(Pointing records)
— begin —
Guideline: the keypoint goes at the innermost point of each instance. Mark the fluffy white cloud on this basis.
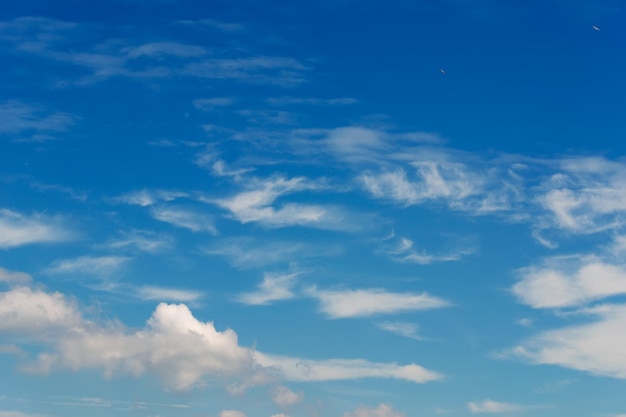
(14, 277)
(274, 287)
(284, 397)
(183, 351)
(569, 281)
(300, 369)
(187, 219)
(368, 302)
(18, 230)
(152, 292)
(596, 347)
(383, 410)
(489, 406)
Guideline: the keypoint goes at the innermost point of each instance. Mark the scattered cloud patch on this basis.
(17, 229)
(383, 410)
(369, 302)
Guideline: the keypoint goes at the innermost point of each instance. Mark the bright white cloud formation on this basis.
(596, 347)
(383, 410)
(368, 302)
(489, 406)
(284, 397)
(17, 229)
(183, 351)
(569, 281)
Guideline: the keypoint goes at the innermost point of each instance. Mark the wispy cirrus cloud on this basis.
(17, 229)
(274, 287)
(490, 406)
(186, 218)
(181, 350)
(369, 302)
(383, 410)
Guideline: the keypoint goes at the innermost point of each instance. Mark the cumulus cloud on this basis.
(569, 281)
(17, 229)
(368, 302)
(300, 369)
(274, 287)
(489, 406)
(383, 410)
(232, 413)
(14, 277)
(284, 397)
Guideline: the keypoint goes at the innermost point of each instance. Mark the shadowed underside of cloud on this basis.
(183, 351)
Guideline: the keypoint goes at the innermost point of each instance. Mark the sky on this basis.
(312, 209)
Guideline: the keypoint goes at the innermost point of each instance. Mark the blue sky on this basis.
(335, 208)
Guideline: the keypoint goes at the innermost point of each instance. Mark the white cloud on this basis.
(101, 266)
(14, 277)
(274, 287)
(299, 369)
(32, 311)
(18, 230)
(147, 197)
(383, 410)
(368, 302)
(152, 292)
(232, 413)
(596, 347)
(569, 281)
(187, 219)
(284, 397)
(489, 406)
(404, 329)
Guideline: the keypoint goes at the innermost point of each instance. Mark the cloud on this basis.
(275, 287)
(569, 282)
(284, 397)
(14, 277)
(100, 266)
(17, 117)
(368, 302)
(152, 292)
(232, 413)
(256, 205)
(595, 347)
(404, 329)
(299, 369)
(181, 350)
(148, 197)
(185, 218)
(489, 406)
(17, 229)
(383, 410)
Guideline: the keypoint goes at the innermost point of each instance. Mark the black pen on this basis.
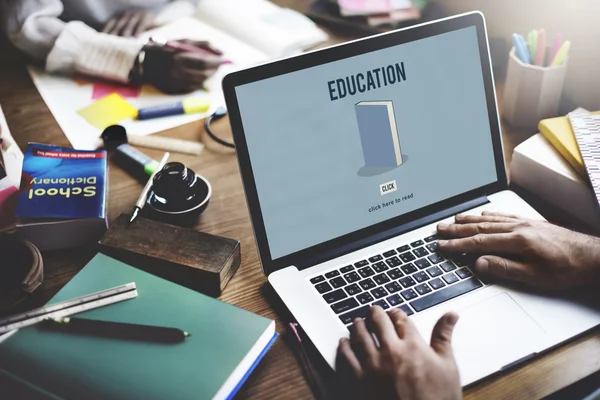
(120, 330)
(144, 195)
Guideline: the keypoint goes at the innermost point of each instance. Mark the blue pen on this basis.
(520, 48)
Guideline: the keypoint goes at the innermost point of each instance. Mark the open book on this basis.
(274, 30)
(256, 32)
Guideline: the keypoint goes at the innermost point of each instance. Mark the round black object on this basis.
(113, 136)
(177, 196)
(21, 269)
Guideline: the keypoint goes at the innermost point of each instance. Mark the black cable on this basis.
(218, 114)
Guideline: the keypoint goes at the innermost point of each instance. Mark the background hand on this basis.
(176, 71)
(403, 366)
(533, 252)
(128, 23)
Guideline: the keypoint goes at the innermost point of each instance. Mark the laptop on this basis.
(351, 155)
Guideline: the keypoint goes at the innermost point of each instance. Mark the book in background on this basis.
(274, 30)
(64, 202)
(225, 345)
(359, 21)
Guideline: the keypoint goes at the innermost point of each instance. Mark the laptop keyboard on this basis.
(413, 277)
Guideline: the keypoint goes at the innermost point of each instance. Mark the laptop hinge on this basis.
(379, 237)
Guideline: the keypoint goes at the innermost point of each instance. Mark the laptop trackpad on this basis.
(491, 334)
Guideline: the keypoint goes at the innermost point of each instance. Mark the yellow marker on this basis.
(109, 110)
(561, 54)
(187, 106)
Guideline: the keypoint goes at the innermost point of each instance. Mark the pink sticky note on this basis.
(102, 89)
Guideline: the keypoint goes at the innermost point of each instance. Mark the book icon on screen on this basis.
(378, 133)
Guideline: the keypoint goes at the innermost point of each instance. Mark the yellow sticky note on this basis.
(109, 110)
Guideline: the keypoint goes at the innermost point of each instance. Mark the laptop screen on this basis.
(341, 146)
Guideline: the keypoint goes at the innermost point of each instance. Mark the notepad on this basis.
(587, 134)
(558, 132)
(109, 110)
(224, 345)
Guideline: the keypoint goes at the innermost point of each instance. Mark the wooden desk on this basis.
(278, 375)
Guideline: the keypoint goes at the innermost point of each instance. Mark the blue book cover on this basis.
(63, 183)
(378, 133)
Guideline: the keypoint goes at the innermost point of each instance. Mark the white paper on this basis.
(12, 156)
(64, 96)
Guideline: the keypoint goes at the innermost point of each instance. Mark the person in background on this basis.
(95, 38)
(401, 365)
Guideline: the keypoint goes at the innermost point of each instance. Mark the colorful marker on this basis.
(561, 54)
(540, 49)
(555, 47)
(187, 106)
(532, 39)
(520, 48)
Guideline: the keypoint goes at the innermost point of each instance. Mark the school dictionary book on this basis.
(225, 345)
(64, 202)
(378, 133)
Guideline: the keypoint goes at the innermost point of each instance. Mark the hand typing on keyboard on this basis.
(533, 252)
(402, 365)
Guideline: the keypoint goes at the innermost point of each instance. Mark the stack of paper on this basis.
(538, 167)
(379, 12)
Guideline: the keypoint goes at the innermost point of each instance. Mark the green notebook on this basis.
(225, 344)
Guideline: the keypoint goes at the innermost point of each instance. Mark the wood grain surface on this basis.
(279, 374)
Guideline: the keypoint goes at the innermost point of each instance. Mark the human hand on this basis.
(128, 23)
(403, 366)
(174, 70)
(532, 252)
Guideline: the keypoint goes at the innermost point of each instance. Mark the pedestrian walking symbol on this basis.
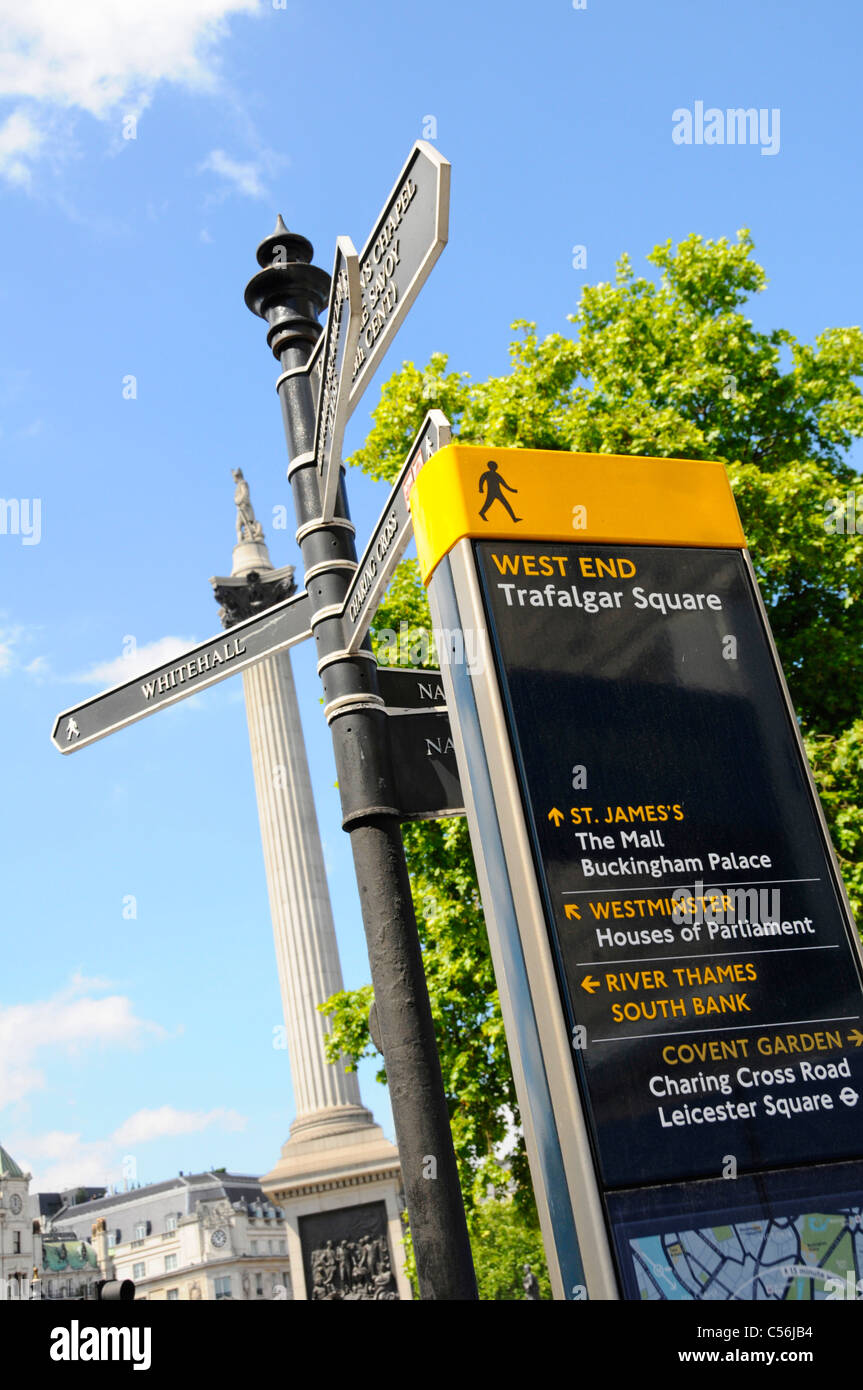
(491, 483)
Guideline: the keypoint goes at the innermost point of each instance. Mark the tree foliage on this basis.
(663, 366)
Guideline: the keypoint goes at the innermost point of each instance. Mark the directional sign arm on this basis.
(337, 363)
(391, 535)
(278, 627)
(399, 255)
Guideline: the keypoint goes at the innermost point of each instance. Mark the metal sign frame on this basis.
(577, 1233)
(274, 630)
(439, 234)
(391, 535)
(556, 1134)
(337, 359)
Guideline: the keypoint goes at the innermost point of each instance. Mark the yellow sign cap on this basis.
(548, 495)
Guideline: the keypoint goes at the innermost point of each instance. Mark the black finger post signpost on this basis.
(391, 738)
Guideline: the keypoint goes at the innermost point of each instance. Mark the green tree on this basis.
(663, 366)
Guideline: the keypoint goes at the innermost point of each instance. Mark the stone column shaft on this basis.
(299, 897)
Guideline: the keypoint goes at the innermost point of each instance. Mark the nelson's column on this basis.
(338, 1178)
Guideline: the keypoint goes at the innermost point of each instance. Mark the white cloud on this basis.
(148, 1125)
(20, 139)
(61, 1158)
(120, 669)
(70, 1020)
(242, 177)
(104, 57)
(11, 641)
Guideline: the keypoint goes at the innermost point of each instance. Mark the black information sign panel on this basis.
(702, 941)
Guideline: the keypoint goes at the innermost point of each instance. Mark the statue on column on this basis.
(530, 1283)
(246, 527)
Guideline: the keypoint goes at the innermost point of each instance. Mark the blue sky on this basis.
(152, 1036)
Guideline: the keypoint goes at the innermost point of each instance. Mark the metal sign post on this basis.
(339, 345)
(403, 246)
(678, 969)
(393, 765)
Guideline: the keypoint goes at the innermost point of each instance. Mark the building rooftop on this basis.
(9, 1166)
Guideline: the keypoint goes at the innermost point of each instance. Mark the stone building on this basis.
(198, 1236)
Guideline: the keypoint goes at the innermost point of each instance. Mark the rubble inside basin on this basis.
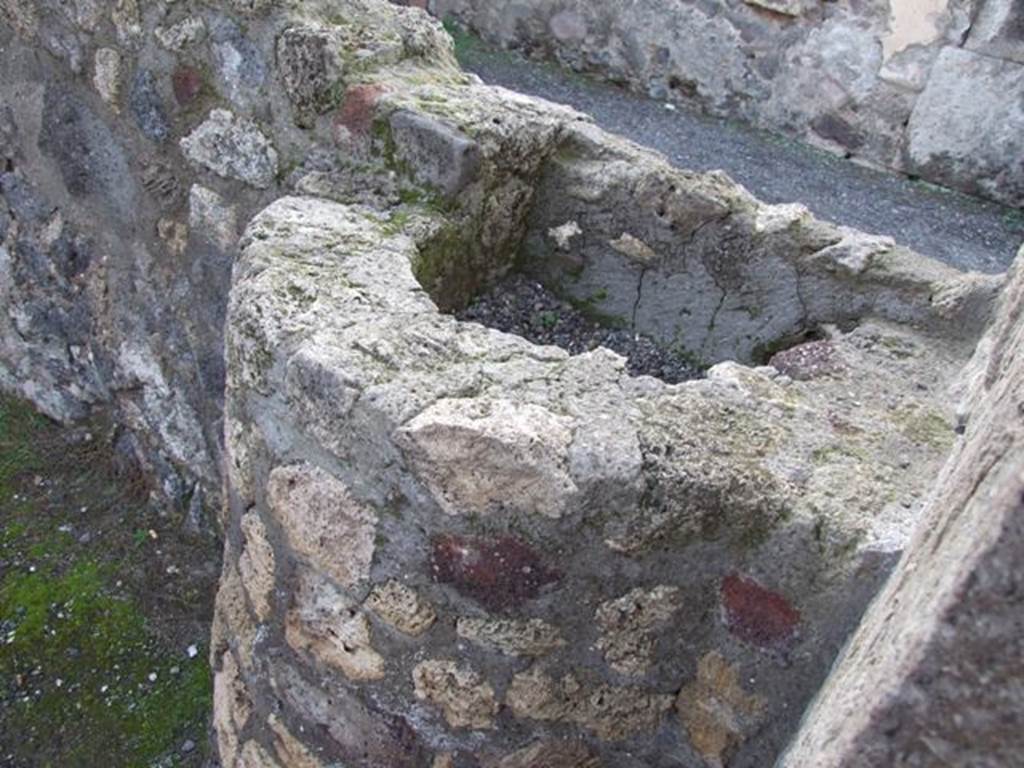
— end —
**TASK TO CARRY OUT**
How many lines in the records above contain the string "screen"? Reply with the number only.

**OUTPUT OF THE TASK**
2